→ **What is being asked**:
Collect every line of the records below that contains the word "saucer".

→ **Provided entries**:
★ ★ ★ ★
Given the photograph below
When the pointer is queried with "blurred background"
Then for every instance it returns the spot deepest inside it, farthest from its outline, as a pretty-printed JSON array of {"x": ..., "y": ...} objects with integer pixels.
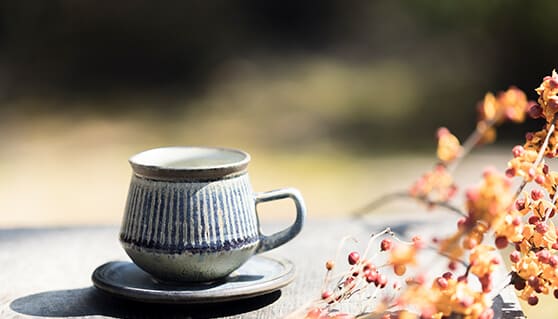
[{"x": 338, "y": 98}]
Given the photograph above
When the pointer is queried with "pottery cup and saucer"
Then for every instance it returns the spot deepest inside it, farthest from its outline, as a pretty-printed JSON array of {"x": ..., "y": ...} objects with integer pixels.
[{"x": 192, "y": 231}]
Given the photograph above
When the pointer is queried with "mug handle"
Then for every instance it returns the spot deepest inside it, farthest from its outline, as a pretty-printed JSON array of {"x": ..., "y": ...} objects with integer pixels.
[{"x": 269, "y": 242}]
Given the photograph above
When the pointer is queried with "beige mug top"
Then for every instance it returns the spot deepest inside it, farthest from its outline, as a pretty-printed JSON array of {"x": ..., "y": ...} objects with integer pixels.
[{"x": 189, "y": 163}]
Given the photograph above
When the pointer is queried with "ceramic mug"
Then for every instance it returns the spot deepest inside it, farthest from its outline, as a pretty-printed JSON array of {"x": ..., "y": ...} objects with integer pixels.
[{"x": 191, "y": 214}]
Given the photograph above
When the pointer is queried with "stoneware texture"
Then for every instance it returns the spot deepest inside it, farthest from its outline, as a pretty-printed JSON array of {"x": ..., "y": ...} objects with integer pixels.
[
  {"x": 259, "y": 276},
  {"x": 191, "y": 214}
]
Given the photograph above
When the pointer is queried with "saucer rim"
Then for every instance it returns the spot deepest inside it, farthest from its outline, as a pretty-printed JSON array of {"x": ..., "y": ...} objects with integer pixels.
[{"x": 275, "y": 282}]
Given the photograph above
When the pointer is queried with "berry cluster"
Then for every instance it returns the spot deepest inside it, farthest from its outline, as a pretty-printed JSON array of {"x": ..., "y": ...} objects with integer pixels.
[{"x": 496, "y": 215}]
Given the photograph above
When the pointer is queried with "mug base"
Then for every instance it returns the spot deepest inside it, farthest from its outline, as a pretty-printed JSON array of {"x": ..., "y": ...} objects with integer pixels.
[{"x": 187, "y": 267}]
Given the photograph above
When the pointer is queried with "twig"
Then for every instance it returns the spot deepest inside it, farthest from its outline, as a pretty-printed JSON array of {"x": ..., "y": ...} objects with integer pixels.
[
  {"x": 378, "y": 202},
  {"x": 539, "y": 155},
  {"x": 469, "y": 144}
]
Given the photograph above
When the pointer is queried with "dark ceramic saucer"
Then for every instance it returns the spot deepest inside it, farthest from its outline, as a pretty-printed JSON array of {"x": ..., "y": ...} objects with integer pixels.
[{"x": 258, "y": 276}]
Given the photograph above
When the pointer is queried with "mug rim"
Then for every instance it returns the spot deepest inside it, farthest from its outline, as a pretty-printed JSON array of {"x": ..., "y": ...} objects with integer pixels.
[{"x": 147, "y": 164}]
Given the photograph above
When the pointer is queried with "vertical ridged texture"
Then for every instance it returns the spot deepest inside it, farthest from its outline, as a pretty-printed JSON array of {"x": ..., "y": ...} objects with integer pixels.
[{"x": 190, "y": 216}]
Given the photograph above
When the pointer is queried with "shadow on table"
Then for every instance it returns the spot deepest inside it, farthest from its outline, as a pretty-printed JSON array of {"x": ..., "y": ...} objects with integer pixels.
[{"x": 89, "y": 301}]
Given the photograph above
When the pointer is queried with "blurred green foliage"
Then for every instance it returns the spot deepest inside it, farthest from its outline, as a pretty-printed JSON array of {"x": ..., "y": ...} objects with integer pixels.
[{"x": 360, "y": 74}]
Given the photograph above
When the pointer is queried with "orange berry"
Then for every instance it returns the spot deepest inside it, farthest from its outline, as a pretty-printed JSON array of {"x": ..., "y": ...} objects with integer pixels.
[
  {"x": 385, "y": 244},
  {"x": 353, "y": 258},
  {"x": 533, "y": 300},
  {"x": 399, "y": 270}
]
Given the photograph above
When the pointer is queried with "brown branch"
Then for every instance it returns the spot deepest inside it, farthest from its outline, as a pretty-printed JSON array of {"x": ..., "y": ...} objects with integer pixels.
[{"x": 385, "y": 199}]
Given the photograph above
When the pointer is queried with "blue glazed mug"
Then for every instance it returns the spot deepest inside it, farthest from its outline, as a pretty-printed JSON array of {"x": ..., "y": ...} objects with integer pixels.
[{"x": 191, "y": 214}]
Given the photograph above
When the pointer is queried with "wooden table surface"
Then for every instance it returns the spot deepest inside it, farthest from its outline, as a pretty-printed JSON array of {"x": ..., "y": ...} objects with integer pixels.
[{"x": 46, "y": 272}]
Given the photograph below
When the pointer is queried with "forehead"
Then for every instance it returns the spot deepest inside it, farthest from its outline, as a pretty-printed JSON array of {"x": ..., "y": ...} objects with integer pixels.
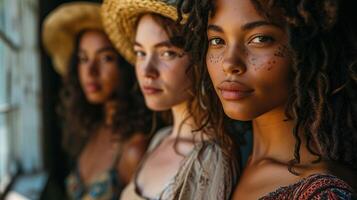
[
  {"x": 149, "y": 32},
  {"x": 234, "y": 12},
  {"x": 94, "y": 38}
]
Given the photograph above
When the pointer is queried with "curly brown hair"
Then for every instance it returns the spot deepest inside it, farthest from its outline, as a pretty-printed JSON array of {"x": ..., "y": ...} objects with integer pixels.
[
  {"x": 81, "y": 118},
  {"x": 323, "y": 102}
]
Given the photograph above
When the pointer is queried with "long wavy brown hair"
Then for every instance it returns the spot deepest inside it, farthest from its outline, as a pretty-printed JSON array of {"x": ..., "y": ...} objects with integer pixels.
[
  {"x": 224, "y": 137},
  {"x": 81, "y": 118},
  {"x": 323, "y": 101}
]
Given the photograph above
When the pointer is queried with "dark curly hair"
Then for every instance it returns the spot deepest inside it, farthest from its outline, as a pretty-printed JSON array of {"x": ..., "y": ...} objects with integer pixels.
[
  {"x": 81, "y": 118},
  {"x": 323, "y": 102}
]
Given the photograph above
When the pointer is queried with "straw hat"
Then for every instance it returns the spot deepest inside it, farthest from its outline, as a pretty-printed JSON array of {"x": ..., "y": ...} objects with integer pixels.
[
  {"x": 120, "y": 18},
  {"x": 61, "y": 27}
]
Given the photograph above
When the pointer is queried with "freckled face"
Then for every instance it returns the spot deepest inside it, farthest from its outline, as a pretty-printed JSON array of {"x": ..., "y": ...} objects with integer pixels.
[
  {"x": 160, "y": 66},
  {"x": 248, "y": 60}
]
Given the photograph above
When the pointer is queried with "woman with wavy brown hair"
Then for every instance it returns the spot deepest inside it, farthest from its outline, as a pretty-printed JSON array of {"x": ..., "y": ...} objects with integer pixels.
[
  {"x": 287, "y": 70},
  {"x": 183, "y": 161},
  {"x": 104, "y": 120}
]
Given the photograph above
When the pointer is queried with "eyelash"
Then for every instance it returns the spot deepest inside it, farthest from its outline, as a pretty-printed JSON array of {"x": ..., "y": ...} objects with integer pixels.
[
  {"x": 266, "y": 40},
  {"x": 171, "y": 54},
  {"x": 210, "y": 42}
]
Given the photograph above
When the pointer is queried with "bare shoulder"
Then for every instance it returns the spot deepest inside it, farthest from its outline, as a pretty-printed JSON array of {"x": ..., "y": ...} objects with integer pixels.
[{"x": 132, "y": 153}]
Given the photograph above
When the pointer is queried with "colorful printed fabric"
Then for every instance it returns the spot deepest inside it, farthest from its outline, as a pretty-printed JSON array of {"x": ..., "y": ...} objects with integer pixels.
[{"x": 314, "y": 187}]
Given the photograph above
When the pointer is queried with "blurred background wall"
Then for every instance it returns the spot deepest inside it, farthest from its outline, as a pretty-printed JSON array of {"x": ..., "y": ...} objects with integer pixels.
[{"x": 32, "y": 162}]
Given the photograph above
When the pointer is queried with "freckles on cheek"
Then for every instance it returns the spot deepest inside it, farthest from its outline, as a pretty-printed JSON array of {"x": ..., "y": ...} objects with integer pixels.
[
  {"x": 270, "y": 61},
  {"x": 214, "y": 58},
  {"x": 259, "y": 63}
]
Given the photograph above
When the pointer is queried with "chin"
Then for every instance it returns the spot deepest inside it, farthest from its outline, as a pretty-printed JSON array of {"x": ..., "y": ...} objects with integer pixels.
[
  {"x": 95, "y": 100},
  {"x": 156, "y": 107}
]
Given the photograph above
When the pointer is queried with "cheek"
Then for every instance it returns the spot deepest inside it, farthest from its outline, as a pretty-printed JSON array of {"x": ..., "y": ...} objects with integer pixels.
[
  {"x": 214, "y": 66},
  {"x": 110, "y": 76},
  {"x": 82, "y": 74},
  {"x": 176, "y": 75},
  {"x": 265, "y": 62}
]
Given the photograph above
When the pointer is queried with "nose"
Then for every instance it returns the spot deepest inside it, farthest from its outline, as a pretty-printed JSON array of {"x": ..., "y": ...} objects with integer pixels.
[
  {"x": 233, "y": 62},
  {"x": 93, "y": 68},
  {"x": 149, "y": 68}
]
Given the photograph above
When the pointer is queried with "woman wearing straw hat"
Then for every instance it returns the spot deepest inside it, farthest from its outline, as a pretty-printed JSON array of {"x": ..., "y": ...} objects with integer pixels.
[
  {"x": 183, "y": 161},
  {"x": 104, "y": 124}
]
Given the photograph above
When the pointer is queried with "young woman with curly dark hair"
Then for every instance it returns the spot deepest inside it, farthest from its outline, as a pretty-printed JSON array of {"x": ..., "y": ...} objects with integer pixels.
[
  {"x": 105, "y": 119},
  {"x": 181, "y": 162},
  {"x": 287, "y": 69}
]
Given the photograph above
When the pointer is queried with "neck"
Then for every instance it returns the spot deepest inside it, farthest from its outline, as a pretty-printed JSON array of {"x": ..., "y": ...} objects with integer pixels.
[
  {"x": 182, "y": 122},
  {"x": 109, "y": 110},
  {"x": 273, "y": 137}
]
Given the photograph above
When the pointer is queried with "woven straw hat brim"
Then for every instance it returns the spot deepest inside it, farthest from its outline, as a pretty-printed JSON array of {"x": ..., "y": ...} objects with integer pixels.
[
  {"x": 61, "y": 27},
  {"x": 120, "y": 19}
]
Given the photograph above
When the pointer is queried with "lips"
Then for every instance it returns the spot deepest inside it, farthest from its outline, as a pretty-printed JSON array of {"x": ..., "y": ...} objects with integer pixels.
[
  {"x": 232, "y": 90},
  {"x": 150, "y": 90},
  {"x": 92, "y": 87}
]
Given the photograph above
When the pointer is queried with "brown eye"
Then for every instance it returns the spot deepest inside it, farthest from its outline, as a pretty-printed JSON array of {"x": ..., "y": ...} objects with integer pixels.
[
  {"x": 168, "y": 55},
  {"x": 107, "y": 58},
  {"x": 140, "y": 54},
  {"x": 82, "y": 59},
  {"x": 262, "y": 40},
  {"x": 214, "y": 42}
]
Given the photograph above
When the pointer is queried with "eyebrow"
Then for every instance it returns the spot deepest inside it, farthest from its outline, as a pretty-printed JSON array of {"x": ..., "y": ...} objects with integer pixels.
[
  {"x": 166, "y": 43},
  {"x": 245, "y": 27},
  {"x": 104, "y": 49}
]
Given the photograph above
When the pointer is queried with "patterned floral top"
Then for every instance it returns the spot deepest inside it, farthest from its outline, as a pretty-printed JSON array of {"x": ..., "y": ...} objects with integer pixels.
[{"x": 314, "y": 187}]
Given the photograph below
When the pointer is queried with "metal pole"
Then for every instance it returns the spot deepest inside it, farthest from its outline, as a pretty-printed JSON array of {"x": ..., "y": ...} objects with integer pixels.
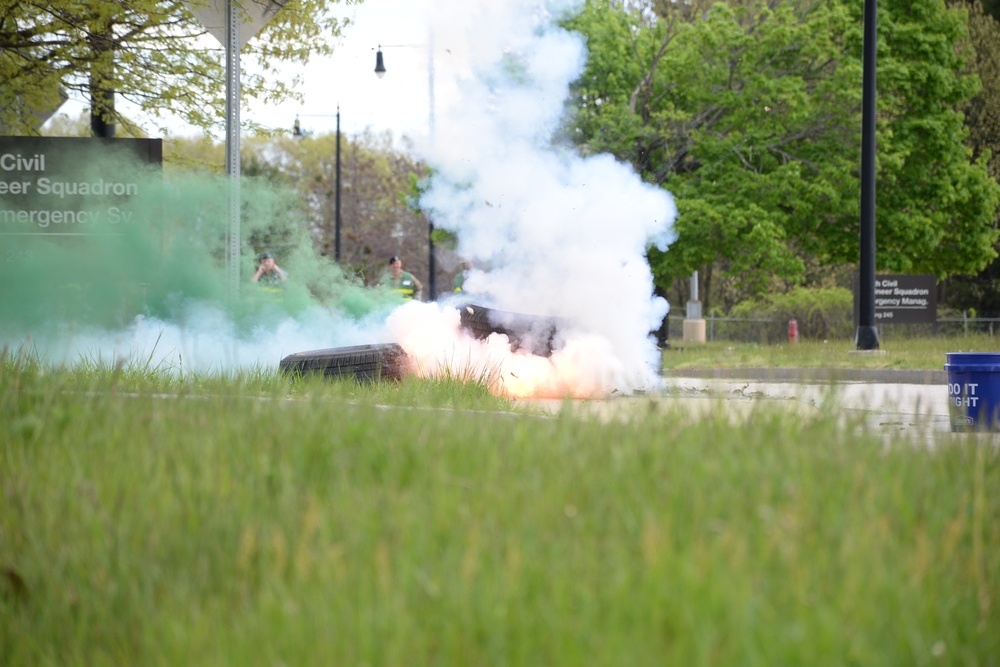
★ ★ ★ ★
→ **Exercise response**:
When the pointer is queried with "pottery cup and saucer"
When the pointer is queried with "saucer rim"
When the pointer is queried with "dark ceramic saucer"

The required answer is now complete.